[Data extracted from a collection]

######

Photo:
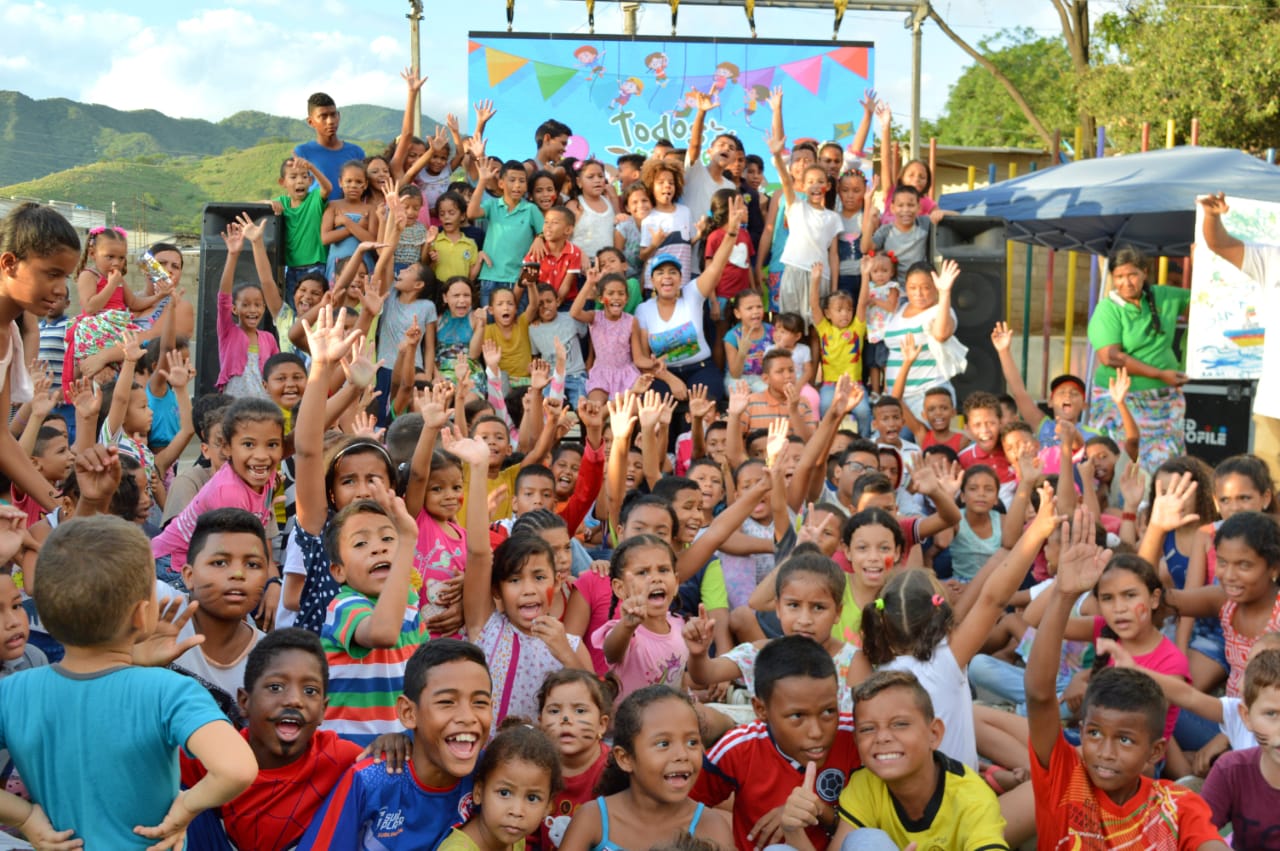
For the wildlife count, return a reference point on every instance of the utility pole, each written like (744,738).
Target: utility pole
(415,59)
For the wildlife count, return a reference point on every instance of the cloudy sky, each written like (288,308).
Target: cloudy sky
(211,58)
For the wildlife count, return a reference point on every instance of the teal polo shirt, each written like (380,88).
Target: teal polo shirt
(508,236)
(1118,323)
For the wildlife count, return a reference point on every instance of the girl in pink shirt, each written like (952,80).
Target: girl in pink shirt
(255,444)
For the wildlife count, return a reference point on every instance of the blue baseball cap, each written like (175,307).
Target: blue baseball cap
(663,259)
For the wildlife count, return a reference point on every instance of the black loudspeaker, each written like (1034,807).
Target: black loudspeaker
(213,259)
(978,297)
(1219,419)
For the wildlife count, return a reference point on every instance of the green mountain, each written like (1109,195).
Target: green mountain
(158,170)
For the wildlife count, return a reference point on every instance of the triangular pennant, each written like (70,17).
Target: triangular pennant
(552,78)
(851,58)
(807,72)
(501,65)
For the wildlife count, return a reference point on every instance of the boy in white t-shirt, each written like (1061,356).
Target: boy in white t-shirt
(813,230)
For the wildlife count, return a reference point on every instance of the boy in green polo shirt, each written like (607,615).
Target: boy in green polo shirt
(513,222)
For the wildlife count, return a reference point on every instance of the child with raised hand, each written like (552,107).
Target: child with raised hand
(812,241)
(1101,794)
(506,604)
(909,794)
(644,794)
(644,645)
(100,567)
(574,712)
(841,328)
(809,590)
(1246,595)
(515,782)
(447,705)
(434,499)
(243,347)
(668,227)
(913,627)
(748,341)
(1240,788)
(254,431)
(373,625)
(937,408)
(348,220)
(612,330)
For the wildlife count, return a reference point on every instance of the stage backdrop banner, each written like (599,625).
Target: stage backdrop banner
(621,94)
(1225,326)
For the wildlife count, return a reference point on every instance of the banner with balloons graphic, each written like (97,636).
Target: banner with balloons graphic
(621,94)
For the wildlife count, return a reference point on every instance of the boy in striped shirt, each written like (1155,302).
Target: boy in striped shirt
(373,626)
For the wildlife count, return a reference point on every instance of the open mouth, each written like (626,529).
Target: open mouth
(462,745)
(288,730)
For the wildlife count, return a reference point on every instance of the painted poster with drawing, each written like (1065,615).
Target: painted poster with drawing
(1225,325)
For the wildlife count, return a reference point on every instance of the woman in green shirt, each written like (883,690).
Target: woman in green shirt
(1133,328)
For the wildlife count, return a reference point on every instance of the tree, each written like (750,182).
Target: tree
(1184,59)
(1074,17)
(979,109)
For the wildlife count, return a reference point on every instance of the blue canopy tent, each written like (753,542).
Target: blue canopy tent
(1144,200)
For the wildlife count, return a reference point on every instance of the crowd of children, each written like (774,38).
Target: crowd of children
(536,509)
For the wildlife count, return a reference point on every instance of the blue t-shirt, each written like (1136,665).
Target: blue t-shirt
(373,810)
(100,751)
(165,421)
(329,161)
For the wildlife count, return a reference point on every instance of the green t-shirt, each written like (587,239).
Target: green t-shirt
(1118,323)
(302,246)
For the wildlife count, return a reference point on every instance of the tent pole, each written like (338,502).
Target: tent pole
(1048,319)
(1009,261)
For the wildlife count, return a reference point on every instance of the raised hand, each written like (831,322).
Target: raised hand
(1082,561)
(327,342)
(650,410)
(947,278)
(803,805)
(1166,508)
(1214,204)
(539,374)
(739,394)
(699,406)
(780,433)
(699,632)
(1118,385)
(1002,338)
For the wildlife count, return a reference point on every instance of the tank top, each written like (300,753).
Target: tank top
(593,230)
(606,845)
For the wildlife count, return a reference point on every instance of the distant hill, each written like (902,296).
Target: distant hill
(156,169)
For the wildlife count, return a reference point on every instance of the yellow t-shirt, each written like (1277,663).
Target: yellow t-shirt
(964,813)
(841,349)
(453,259)
(516,349)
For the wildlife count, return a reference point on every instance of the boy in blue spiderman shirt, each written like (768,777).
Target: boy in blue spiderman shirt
(448,704)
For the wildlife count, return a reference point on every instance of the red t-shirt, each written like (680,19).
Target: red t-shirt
(577,790)
(748,764)
(552,270)
(735,278)
(1070,813)
(279,806)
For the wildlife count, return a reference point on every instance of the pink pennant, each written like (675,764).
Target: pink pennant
(807,72)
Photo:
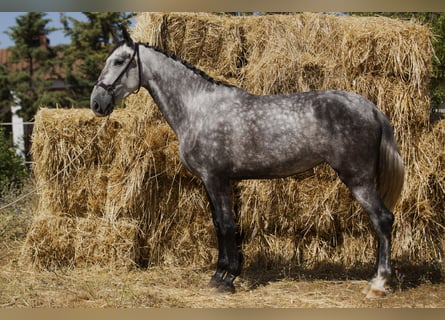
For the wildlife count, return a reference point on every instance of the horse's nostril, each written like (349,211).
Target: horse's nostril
(95,107)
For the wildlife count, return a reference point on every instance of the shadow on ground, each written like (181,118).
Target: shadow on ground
(406,275)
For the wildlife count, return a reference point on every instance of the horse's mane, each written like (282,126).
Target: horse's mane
(188,65)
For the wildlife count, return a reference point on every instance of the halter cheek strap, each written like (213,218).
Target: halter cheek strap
(111,87)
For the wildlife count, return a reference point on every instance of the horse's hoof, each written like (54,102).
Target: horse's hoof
(225,287)
(375,288)
(374,293)
(215,283)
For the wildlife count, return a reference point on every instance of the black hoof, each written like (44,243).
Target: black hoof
(226,287)
(222,285)
(215,282)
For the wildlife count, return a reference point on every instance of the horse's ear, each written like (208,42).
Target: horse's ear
(126,36)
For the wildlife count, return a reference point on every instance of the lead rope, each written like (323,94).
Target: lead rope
(26,195)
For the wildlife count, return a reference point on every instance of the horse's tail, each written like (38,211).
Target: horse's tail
(391,171)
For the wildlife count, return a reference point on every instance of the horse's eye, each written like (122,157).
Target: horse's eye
(118,62)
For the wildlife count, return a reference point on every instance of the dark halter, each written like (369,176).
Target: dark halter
(111,87)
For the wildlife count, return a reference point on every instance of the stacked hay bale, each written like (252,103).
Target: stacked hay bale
(127,199)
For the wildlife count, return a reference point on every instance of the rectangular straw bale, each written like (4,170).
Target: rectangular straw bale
(49,242)
(99,241)
(130,182)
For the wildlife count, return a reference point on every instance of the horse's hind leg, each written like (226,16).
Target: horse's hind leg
(229,257)
(382,220)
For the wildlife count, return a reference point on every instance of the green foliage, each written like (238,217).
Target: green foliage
(12,168)
(36,72)
(91,41)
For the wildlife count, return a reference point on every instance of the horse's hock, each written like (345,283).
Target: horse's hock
(127,200)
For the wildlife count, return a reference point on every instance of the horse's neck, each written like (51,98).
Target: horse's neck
(172,86)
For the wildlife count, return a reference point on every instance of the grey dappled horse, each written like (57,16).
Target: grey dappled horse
(226,133)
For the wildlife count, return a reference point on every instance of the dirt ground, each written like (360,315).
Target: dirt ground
(187,287)
(182,286)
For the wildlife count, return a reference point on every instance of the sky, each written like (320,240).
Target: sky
(7,19)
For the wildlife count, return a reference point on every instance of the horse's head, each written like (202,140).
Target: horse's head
(120,77)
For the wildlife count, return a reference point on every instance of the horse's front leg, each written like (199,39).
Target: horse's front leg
(229,257)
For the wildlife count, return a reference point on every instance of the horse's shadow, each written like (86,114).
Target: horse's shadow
(406,275)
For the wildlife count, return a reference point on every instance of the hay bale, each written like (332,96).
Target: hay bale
(132,173)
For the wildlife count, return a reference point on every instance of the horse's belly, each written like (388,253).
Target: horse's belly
(260,168)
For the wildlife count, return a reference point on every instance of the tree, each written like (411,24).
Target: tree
(34,76)
(5,95)
(90,44)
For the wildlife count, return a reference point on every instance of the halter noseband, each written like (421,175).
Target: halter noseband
(110,87)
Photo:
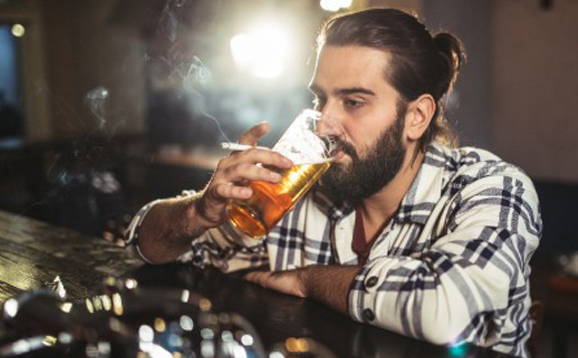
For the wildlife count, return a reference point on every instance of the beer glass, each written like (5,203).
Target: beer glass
(311,156)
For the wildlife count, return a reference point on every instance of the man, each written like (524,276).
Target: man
(403,232)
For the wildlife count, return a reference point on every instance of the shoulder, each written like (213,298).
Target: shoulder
(465,166)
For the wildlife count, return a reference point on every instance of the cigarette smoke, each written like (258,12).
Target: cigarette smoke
(96,99)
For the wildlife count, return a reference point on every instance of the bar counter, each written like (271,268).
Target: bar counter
(32,254)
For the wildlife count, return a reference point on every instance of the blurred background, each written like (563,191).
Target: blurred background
(108,104)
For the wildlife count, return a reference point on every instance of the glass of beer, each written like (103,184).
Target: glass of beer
(311,156)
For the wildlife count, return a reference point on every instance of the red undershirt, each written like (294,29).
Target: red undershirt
(360,245)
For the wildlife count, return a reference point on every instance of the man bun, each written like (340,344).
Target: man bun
(453,54)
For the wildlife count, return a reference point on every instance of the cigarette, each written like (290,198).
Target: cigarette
(237,146)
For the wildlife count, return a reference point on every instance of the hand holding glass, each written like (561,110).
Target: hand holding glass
(311,155)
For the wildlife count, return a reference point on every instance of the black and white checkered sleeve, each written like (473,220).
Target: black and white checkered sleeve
(461,288)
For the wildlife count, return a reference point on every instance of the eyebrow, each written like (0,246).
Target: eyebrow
(344,91)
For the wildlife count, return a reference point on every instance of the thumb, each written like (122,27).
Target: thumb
(252,136)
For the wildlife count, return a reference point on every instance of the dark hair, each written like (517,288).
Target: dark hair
(421,63)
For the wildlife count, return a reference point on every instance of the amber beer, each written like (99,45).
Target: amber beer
(257,215)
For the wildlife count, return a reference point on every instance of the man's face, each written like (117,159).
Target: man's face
(353,96)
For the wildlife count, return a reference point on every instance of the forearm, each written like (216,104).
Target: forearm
(168,229)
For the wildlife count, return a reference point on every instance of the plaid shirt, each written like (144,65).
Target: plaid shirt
(452,266)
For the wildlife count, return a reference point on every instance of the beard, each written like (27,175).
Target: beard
(366,175)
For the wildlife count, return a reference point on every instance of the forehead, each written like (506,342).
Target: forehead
(351,66)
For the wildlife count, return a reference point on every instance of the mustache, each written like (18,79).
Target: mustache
(346,147)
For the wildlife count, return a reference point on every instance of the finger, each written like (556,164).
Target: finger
(229,191)
(259,277)
(245,172)
(252,136)
(265,157)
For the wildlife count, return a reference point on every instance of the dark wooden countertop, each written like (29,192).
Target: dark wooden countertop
(33,253)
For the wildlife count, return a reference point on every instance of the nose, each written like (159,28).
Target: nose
(329,125)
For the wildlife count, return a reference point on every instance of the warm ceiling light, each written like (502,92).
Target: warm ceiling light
(18,30)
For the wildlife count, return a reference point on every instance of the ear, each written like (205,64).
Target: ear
(419,116)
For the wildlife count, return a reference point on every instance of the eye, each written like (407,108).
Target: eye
(318,103)
(352,103)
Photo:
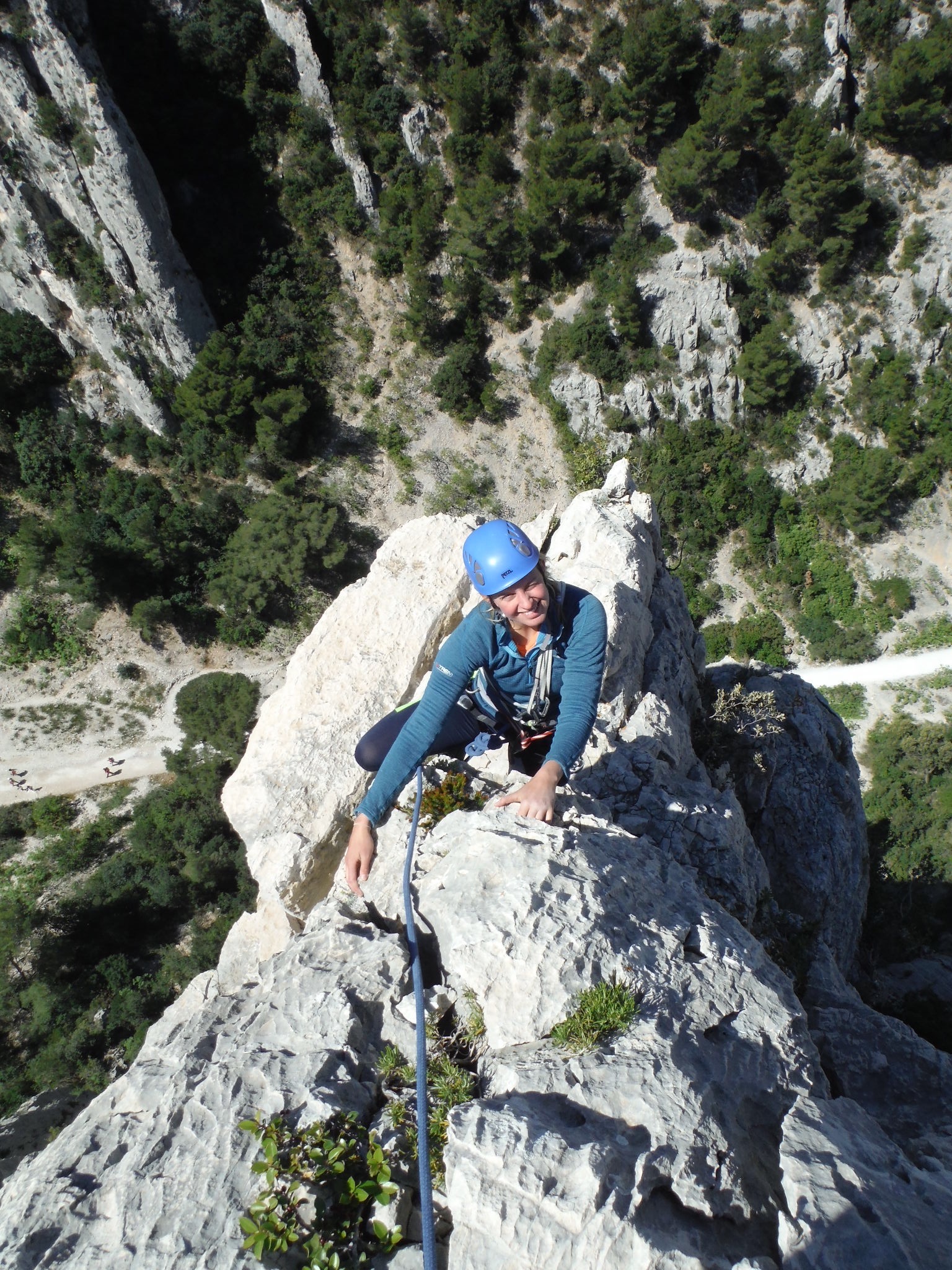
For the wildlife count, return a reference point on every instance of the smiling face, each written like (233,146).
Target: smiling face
(526,603)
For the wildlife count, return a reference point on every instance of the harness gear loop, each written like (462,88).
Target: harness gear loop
(430,1238)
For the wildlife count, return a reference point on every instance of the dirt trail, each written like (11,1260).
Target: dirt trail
(884,670)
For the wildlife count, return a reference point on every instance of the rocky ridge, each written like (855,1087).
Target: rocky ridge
(106,192)
(729,1127)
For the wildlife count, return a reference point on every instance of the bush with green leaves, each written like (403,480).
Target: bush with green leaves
(759,637)
(772,371)
(848,700)
(909,803)
(451,1060)
(282,545)
(218,710)
(322,1181)
(469,487)
(909,103)
(935,633)
(84,973)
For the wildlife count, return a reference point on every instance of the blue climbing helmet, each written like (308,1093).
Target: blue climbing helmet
(498,554)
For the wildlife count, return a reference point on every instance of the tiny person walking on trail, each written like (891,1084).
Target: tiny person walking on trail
(524,666)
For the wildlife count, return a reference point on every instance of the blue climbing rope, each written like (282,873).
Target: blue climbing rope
(423,1143)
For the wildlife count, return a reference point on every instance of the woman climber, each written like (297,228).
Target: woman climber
(526,666)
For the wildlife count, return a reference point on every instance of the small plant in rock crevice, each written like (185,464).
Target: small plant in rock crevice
(736,722)
(452,794)
(320,1184)
(599,1011)
(450,1082)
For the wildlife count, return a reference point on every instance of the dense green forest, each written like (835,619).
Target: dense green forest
(540,189)
(104,918)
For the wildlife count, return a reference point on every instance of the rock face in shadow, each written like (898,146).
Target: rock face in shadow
(725,1128)
(804,807)
(98,190)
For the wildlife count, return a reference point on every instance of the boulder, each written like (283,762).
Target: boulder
(899,1078)
(295,789)
(804,806)
(415,131)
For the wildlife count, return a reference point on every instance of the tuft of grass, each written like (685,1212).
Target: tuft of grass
(599,1011)
(475,1024)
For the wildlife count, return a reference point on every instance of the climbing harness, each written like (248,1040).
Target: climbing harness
(430,1238)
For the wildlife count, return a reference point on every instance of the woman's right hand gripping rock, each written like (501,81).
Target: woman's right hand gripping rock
(359,854)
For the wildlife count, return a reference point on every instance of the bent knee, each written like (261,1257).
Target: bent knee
(368,755)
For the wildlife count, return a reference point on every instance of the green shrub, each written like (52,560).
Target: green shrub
(283,545)
(857,493)
(848,700)
(348,1170)
(760,637)
(149,615)
(218,710)
(719,641)
(772,371)
(909,803)
(469,488)
(891,596)
(452,794)
(41,629)
(832,642)
(908,107)
(52,814)
(936,633)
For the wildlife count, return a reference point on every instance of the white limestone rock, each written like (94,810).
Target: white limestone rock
(293,794)
(852,1198)
(113,202)
(690,314)
(611,546)
(804,806)
(415,131)
(899,1078)
(589,1143)
(288,23)
(155,1171)
(702,1137)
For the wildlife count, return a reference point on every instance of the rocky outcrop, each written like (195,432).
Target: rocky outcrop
(880,1064)
(139,306)
(289,23)
(415,131)
(705,1135)
(690,315)
(806,819)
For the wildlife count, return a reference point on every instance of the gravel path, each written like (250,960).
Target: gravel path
(884,670)
(81,768)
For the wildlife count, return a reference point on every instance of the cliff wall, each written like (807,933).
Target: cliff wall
(87,244)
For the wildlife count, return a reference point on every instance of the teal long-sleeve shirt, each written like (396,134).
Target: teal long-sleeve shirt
(578,641)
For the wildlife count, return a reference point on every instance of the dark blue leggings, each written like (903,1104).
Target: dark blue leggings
(459,729)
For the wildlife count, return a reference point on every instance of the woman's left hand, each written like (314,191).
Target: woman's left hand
(536,798)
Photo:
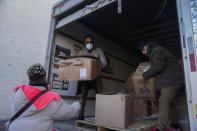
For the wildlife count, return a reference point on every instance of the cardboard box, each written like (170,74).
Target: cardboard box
(80,69)
(143,89)
(114,110)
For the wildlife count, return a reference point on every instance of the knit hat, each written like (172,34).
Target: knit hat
(36,72)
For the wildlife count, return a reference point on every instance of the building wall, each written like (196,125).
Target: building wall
(23,36)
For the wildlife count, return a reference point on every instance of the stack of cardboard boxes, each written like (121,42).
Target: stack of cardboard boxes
(112,110)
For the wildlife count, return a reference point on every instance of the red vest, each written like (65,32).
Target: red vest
(30,92)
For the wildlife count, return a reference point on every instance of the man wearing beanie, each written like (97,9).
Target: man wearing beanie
(48,107)
(164,67)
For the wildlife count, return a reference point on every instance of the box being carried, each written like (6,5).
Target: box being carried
(143,89)
(80,69)
(114,110)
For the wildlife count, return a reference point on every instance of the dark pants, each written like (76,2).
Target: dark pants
(85,87)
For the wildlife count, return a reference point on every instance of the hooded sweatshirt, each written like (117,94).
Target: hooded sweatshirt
(40,115)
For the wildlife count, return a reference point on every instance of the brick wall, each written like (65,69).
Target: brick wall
(23,35)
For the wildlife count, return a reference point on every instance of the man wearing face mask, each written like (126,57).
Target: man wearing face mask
(166,70)
(85,86)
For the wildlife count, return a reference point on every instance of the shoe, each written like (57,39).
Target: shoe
(81,117)
(170,128)
(154,129)
(173,127)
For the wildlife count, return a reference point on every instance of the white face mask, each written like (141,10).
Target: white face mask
(89,46)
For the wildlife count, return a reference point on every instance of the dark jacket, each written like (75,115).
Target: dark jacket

######

*Required work:*
Look back at the data above. Transcribe exactly the lines starting at the line that contains "Target: horse's neck" and ending at the line that contains "written like (320,240).".

*Output:*
Target: horse's neck
(172,86)
For the wildlife count, return a reference point on every instance of the grey dappled horse, each written like (57,16).
Target: grey dappled horse
(226,133)
For the wildlife count, return a reference point on every instance of the dirt ground, each written like (360,315).
Target: dirt ground
(187,287)
(182,286)
For the wildlife count, return a reference point on every instance of the sky, each written like (320,240).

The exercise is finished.